Directions: Copy the listing below, swapping "target description" for "reference description" at each occurrence and keeping every other character the same.

Available data:
⁂

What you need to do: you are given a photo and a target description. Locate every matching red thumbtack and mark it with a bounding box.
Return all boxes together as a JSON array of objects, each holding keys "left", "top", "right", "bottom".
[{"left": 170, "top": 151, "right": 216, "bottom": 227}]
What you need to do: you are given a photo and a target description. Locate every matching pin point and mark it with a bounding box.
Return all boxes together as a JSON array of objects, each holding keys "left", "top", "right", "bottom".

⁂

Written response:
What you need to do: you are given a photo and a reference description. Locate every matching red thumbtack and mark it with a bounding box.
Return all boxes together as a JSON array of objects, each holding keys "left", "top", "right", "bottom".
[{"left": 170, "top": 151, "right": 216, "bottom": 227}]
What you need to do: you are given a photo and a reference description. Locate every matching pin point and mark it with a bounding box.
Return all boxes together as a JSON array of objects, each holding keys "left", "top", "right", "bottom".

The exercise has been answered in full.